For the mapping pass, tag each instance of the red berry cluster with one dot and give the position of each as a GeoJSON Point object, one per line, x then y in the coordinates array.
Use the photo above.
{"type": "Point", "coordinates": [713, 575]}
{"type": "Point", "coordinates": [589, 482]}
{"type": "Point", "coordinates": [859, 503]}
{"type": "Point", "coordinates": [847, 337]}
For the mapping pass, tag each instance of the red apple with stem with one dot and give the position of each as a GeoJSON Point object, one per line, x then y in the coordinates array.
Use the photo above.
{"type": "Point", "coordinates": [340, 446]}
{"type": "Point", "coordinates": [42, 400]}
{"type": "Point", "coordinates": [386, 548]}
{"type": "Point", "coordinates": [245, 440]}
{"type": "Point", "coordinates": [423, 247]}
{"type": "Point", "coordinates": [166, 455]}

▸ What is required: Everything from the line that contains "For the mapping pass, tag each instance of the red apple" through the final line of the listing is to be restated word for word, and nothing more.

▸ Solution to the exercise:
For the mapping pass, tag each instance of the red apple with stem with one dot and give the position of each as a GeoJSON Point object, one per line, x then y in the coordinates array.
Use the photo above.
{"type": "Point", "coordinates": [340, 446]}
{"type": "Point", "coordinates": [42, 400]}
{"type": "Point", "coordinates": [386, 548]}
{"type": "Point", "coordinates": [245, 440]}
{"type": "Point", "coordinates": [423, 247]}
{"type": "Point", "coordinates": [166, 455]}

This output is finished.